Skip to content

christiancadieux/kubequery-postgres

Repository files navigation

kubequery Aggregator using Postgres

centralized kubequery information in Postgres database.

Architecture

kubequery

Create a centralized 'loader' that polls a collection of kubernetes clusters using kubequery and store all results in a single Postgres database using the same schema as kubequery.

Features

Kubequery is usually installed on specific clusters and used to make 'live' queries against the local kubernetes resources of that cluster using SQL. This is a different approach where this software and kubequery is installed on only one cluster(the aggregator) and polls other clusters(the targets) using kubequery remote-access. The results are saved in a centralized Postgres database.

Benefits:

  • Allows to store kube resources from hundreds of clusters in a single Postgres database.

  • Allows to make almost real-time queries against hundreds of clusters since all the data is in the same Postgres database.

  • Index can be added to the PG database for improved access time. This is not available on the original sqlite virtual tables.

  • Polling the clusters and saving the results in the database is fast and can be done every 10 minutes if needed. Clusters can be polled in parallel for improved speed.

  • On large clusters, SQL joins can be really slow(hours) against the sqlite database used by kubequery. The Postgres tables are not virtual and can be optimized to solve this problem.

  • Some of the kubequery schema columns like labels and annotations are TEXT but contain json information. These columns can be converted to Postgres JSONB for easy access.

**Problem to solve**
Write the next part of the kubequery Postgres aggregator README, continuing after its last listed benefit.

**Data lines**
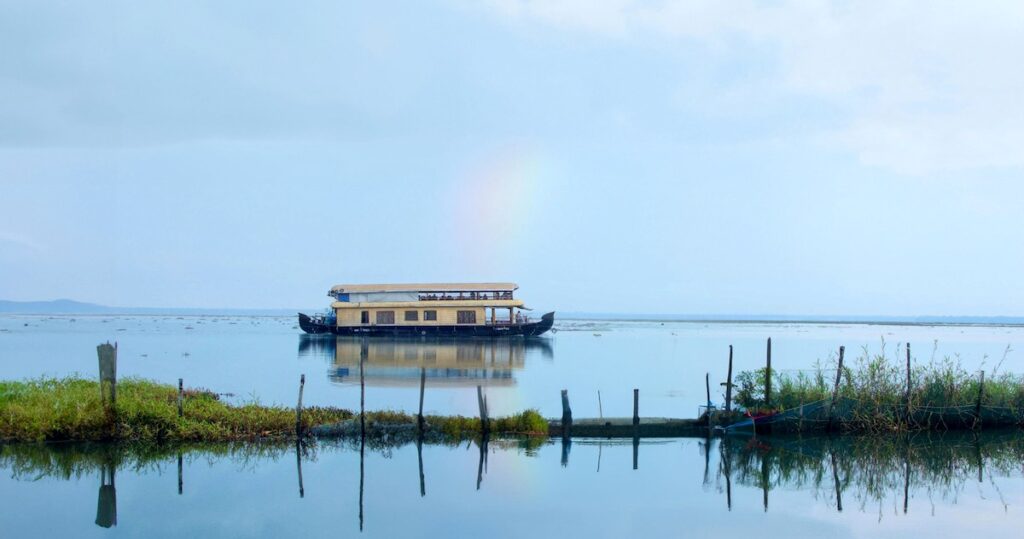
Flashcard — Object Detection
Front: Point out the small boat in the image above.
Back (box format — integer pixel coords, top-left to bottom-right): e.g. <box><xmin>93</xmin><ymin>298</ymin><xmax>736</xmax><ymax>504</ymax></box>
<box><xmin>299</xmin><ymin>283</ymin><xmax>555</xmax><ymax>337</ymax></box>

**Result**
  • Only the basic "select * from kubernetes_.." queries are executed by kubequery on the target clusters during aggregation. All complex queries (JOINS, multi-cluster) are done on the Postgres database.

  • Note: For speed, the Postgres database should be located on the aggregator cluster.

Kubequery changes

For this application, kubequery had to be modified to support remote cluster access. Currently, kubequery assumes that it is running inside the k8s cluster being probed. This change allows kubequery to connect to a remote cluster and extract resource data. See ./kubequery/ for details.

Kubequery script using parameters generated by the loader:

#!/bin/sh
# runquery <table> <token> <cluster_addr> <cluster> <uuid> <ix>

TABLE=$1
export KUBEQUERY_TOKEN=$2
export KUBEQUERY_ADDR=$3
export CLUSTER_NAME=$4
export CLUSTER_UID=$5
export CLUSTER_IX=$6

echo "select * from $TABLE;" | /opt/uptycs/bin/basequery  --flagfile=/opt/uptycs/etc/kubequery.flags  --config_path=/opt/uptycs/etc/kubequery.conf --extensions_socket=/opt/uptycs/var/kubequeryi.em$TABLE.$CLUSTER_IX  --extensions_autoload=/opt/uptycs/etc/autoload.exts  --extensions_require=kubequery  --extension_event_tables=kubernetes_events  --disable_database  --json  --disable_events=false  -S > /tmp/${CLUSTER_NAME}-$TABLE.json

Example queries

Note: The strings have been obfuscated. Query time is ~300ms.

# PODS BY REGIONS (using an 'additional field')
=> select region, count(distinct cluster_name) cluster_cnt, count(distinct namespace) ns_count , count(*) pod_cnt from kubernetes_pods group by region;
        region         | cluster_cnt | ns_count | pod_cnt 
-----------------------+-------------+----------+---------
 national1             |           4 |      343 |    9636
 national2             |          25 |       43 |   30324
 national3             |           4 |       29 |    9988
 regional1             |           8 |       49 |    8342
 regional2             |           8 |       50 |    6845
 regional4             |           4 |       16 |    2943
 regional5             |           6 |       33 |    3062
 regional6             |           6 |       38 |    4489
 regional7             |           8 |       33 |    7748
 regional8             |           3 |       42 |    1650
 regional9             |           3 |       36 |   20784

(11 rows)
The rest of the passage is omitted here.